Collected data
◆ ◆ ◆ ◆ ◆

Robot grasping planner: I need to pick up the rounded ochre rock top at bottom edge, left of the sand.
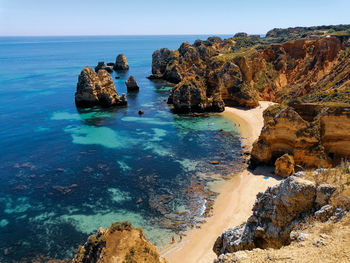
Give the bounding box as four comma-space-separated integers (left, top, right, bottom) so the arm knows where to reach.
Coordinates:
72, 222, 166, 263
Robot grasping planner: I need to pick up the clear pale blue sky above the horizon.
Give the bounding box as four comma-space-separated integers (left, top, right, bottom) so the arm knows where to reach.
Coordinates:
0, 0, 350, 36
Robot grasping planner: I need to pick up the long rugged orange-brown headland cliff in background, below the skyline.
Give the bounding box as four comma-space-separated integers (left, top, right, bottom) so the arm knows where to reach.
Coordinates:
150, 29, 350, 112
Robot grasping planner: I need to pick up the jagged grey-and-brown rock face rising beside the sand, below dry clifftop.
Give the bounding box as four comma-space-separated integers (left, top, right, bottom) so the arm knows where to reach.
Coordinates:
213, 176, 334, 255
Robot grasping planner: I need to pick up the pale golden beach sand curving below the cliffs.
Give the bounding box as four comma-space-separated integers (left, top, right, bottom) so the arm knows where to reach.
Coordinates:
161, 101, 278, 263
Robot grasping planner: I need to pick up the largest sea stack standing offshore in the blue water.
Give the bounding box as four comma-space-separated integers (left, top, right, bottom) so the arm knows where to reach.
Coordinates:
75, 67, 127, 107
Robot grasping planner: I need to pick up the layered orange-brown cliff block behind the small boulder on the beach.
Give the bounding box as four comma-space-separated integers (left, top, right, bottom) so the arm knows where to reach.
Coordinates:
251, 104, 350, 167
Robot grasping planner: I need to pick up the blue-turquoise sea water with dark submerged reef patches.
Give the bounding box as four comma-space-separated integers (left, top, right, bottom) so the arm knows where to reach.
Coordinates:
0, 36, 241, 262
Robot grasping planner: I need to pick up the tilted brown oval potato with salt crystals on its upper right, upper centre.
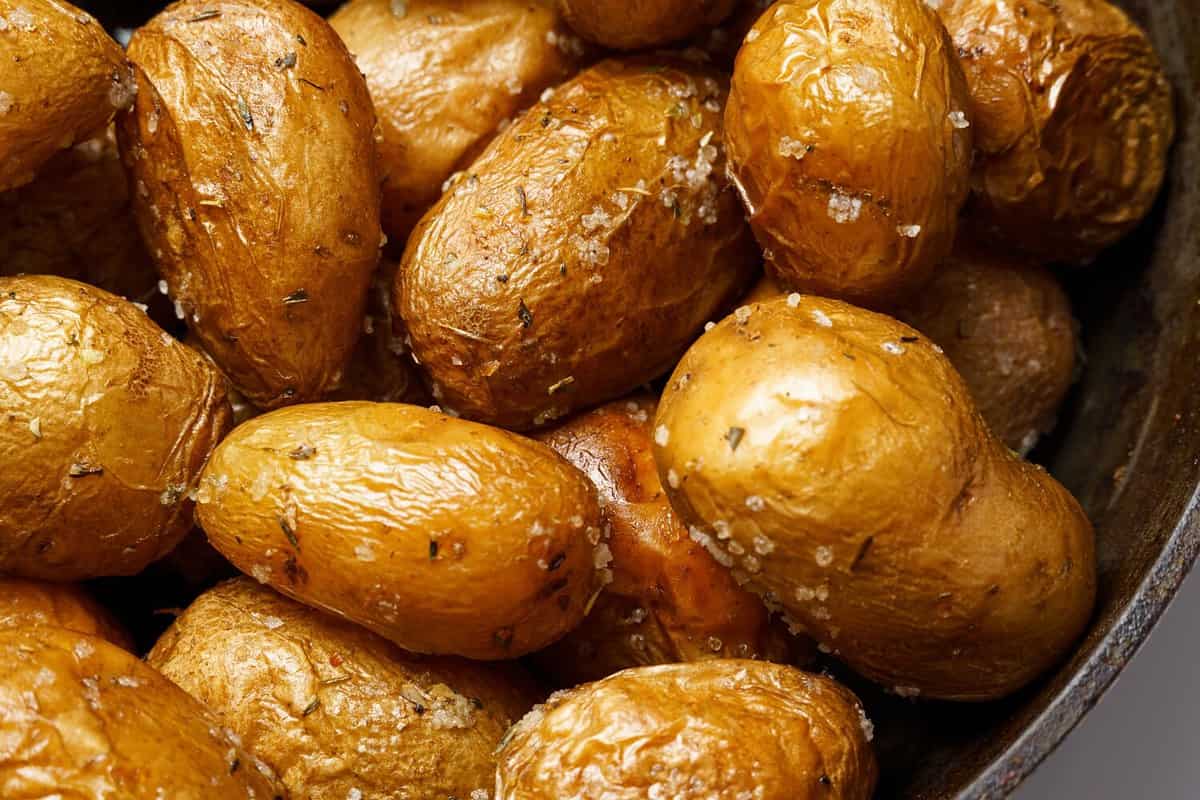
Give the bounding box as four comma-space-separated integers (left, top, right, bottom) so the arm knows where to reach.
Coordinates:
396, 59, 757, 429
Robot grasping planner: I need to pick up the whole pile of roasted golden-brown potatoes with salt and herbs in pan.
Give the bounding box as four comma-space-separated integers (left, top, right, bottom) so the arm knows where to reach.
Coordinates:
0, 0, 1174, 800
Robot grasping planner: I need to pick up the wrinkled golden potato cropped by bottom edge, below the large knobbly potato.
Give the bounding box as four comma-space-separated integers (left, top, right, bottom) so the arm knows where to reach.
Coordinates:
496, 660, 877, 800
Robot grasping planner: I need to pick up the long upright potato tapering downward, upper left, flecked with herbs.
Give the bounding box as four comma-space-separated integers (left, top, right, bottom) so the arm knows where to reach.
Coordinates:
119, 0, 383, 408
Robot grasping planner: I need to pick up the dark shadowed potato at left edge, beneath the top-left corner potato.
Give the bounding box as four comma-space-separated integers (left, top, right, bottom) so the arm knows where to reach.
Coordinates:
0, 127, 160, 313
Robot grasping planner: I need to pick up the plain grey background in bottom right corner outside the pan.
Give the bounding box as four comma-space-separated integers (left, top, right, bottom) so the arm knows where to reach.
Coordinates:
1014, 567, 1200, 800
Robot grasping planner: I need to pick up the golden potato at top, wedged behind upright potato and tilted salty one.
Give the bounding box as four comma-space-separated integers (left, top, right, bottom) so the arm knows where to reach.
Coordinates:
329, 0, 586, 252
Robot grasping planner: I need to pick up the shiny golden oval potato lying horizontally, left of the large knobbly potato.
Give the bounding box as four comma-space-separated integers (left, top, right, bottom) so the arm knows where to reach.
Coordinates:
197, 403, 600, 660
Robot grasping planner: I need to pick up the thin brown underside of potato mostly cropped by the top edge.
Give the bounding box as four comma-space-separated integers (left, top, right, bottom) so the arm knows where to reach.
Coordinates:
558, 0, 737, 50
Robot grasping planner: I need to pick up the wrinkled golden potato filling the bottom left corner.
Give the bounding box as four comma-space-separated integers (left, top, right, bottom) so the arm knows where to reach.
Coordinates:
0, 627, 283, 800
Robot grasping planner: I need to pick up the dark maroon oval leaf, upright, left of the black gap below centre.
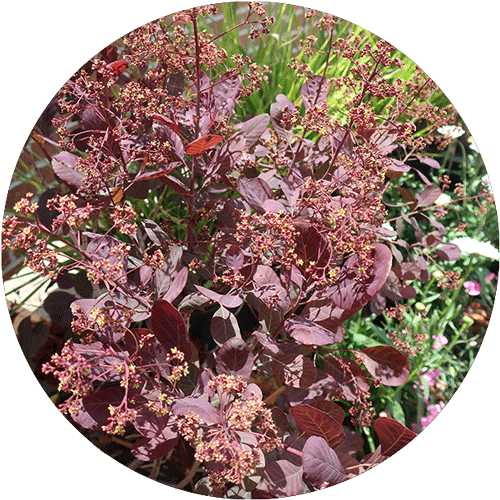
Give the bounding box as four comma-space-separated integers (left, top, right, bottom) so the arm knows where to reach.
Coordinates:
151, 299, 191, 359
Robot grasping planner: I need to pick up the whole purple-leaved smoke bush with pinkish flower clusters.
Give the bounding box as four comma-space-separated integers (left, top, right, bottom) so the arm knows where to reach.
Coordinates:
3, 3, 493, 498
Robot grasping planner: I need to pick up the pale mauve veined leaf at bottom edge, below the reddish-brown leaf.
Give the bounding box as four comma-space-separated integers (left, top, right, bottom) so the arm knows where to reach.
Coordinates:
302, 436, 347, 488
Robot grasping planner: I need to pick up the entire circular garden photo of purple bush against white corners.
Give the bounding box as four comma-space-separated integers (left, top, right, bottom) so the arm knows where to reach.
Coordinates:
2, 2, 500, 498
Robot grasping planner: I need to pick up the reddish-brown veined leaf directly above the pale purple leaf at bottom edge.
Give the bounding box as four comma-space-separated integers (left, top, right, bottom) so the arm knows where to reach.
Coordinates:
290, 404, 344, 448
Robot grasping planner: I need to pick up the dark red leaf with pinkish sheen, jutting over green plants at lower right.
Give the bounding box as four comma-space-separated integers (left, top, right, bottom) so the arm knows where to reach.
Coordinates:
358, 345, 410, 386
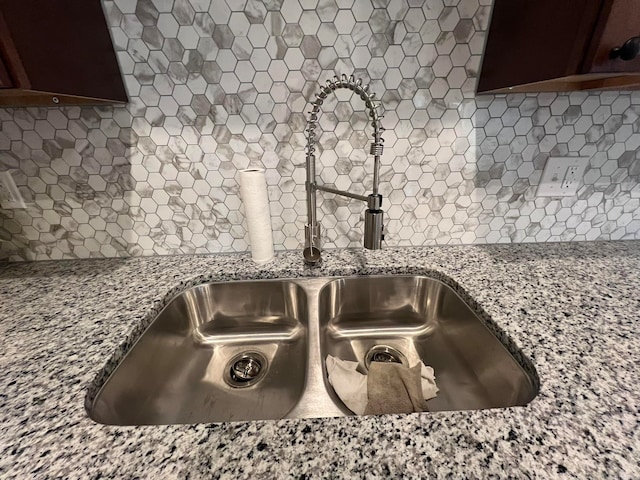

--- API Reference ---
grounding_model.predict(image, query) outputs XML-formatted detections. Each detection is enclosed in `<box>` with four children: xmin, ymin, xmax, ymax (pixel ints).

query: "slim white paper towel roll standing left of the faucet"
<box><xmin>240</xmin><ymin>168</ymin><xmax>274</xmax><ymax>265</ymax></box>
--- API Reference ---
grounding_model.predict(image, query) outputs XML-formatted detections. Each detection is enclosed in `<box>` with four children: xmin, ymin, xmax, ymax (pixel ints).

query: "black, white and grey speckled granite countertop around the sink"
<box><xmin>0</xmin><ymin>241</ymin><xmax>640</xmax><ymax>479</ymax></box>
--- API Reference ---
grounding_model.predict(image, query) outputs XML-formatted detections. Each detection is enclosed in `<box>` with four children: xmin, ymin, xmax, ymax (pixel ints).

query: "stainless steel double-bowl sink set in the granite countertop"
<box><xmin>88</xmin><ymin>275</ymin><xmax>539</xmax><ymax>425</ymax></box>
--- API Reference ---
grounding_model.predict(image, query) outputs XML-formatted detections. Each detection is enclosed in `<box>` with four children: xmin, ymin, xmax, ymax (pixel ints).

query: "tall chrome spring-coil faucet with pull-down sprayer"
<box><xmin>303</xmin><ymin>74</ymin><xmax>384</xmax><ymax>265</ymax></box>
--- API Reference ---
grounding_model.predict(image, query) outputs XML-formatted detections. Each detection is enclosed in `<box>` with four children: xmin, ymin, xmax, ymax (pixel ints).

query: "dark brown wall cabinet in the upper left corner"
<box><xmin>0</xmin><ymin>0</ymin><xmax>127</xmax><ymax>106</ymax></box>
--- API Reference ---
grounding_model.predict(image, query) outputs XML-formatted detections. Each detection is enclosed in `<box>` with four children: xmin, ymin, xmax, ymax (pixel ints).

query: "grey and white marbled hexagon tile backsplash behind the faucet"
<box><xmin>0</xmin><ymin>0</ymin><xmax>640</xmax><ymax>260</ymax></box>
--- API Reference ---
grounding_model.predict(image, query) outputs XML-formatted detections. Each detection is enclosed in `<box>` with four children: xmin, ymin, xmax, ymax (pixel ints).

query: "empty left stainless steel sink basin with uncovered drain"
<box><xmin>89</xmin><ymin>280</ymin><xmax>308</xmax><ymax>425</ymax></box>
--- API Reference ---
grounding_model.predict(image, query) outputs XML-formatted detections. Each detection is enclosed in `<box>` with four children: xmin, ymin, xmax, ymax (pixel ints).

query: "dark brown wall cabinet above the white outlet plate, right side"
<box><xmin>478</xmin><ymin>0</ymin><xmax>640</xmax><ymax>93</ymax></box>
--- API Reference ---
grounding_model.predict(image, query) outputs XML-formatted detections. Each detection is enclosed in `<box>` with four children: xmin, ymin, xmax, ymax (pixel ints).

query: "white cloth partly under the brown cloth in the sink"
<box><xmin>325</xmin><ymin>355</ymin><xmax>438</xmax><ymax>415</ymax></box>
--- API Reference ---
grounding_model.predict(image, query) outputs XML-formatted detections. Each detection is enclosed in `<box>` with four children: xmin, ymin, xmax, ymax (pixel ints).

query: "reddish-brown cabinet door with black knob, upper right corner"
<box><xmin>583</xmin><ymin>0</ymin><xmax>640</xmax><ymax>73</ymax></box>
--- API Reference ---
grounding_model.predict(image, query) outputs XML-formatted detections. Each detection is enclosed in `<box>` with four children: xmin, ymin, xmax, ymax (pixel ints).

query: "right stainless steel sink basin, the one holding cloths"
<box><xmin>319</xmin><ymin>276</ymin><xmax>537</xmax><ymax>413</ymax></box>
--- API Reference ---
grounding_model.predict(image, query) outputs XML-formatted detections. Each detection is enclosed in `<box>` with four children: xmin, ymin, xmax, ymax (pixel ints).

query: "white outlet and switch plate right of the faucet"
<box><xmin>537</xmin><ymin>157</ymin><xmax>589</xmax><ymax>197</ymax></box>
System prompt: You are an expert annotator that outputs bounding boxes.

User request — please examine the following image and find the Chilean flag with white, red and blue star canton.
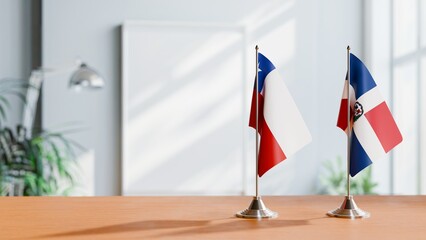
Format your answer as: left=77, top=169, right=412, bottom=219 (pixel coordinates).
left=249, top=53, right=311, bottom=177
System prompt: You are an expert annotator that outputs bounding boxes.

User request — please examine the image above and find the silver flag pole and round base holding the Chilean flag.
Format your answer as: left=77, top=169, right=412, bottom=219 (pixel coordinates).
left=236, top=45, right=278, bottom=219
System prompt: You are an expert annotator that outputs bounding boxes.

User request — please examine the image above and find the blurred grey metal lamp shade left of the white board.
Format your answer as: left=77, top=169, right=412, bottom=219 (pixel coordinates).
left=69, top=63, right=105, bottom=89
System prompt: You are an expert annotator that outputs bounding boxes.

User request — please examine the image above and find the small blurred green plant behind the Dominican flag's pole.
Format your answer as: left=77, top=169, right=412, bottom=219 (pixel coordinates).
left=320, top=157, right=378, bottom=195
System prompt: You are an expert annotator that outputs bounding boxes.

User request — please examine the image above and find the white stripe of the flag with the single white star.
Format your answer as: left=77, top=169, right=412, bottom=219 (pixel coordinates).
left=263, top=70, right=312, bottom=157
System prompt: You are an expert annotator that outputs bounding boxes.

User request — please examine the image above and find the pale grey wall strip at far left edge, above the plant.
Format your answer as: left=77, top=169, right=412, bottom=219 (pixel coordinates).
left=0, top=0, right=31, bottom=128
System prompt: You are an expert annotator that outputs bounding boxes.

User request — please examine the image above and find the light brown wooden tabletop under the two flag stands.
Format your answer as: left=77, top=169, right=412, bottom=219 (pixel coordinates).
left=0, top=196, right=426, bottom=240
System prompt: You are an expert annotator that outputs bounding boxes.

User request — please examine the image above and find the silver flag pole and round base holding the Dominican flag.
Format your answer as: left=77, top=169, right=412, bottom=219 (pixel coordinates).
left=327, top=46, right=370, bottom=219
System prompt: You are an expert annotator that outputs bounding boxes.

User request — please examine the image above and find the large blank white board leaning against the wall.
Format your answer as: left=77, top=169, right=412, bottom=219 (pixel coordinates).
left=122, top=22, right=246, bottom=195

◆ ◆ ◆ ◆ ◆

# What is needed
For each line of the data that includes the word "herbs", return a copy of it.

# Written response
Robot grasping planner: I need to pick up the whole pile of roasted golden-brown potatoes with salt and herbs in pan.
Robot grasping planner: I need to pick up the long upright potato tapering downward, upper left, flecked with herbs.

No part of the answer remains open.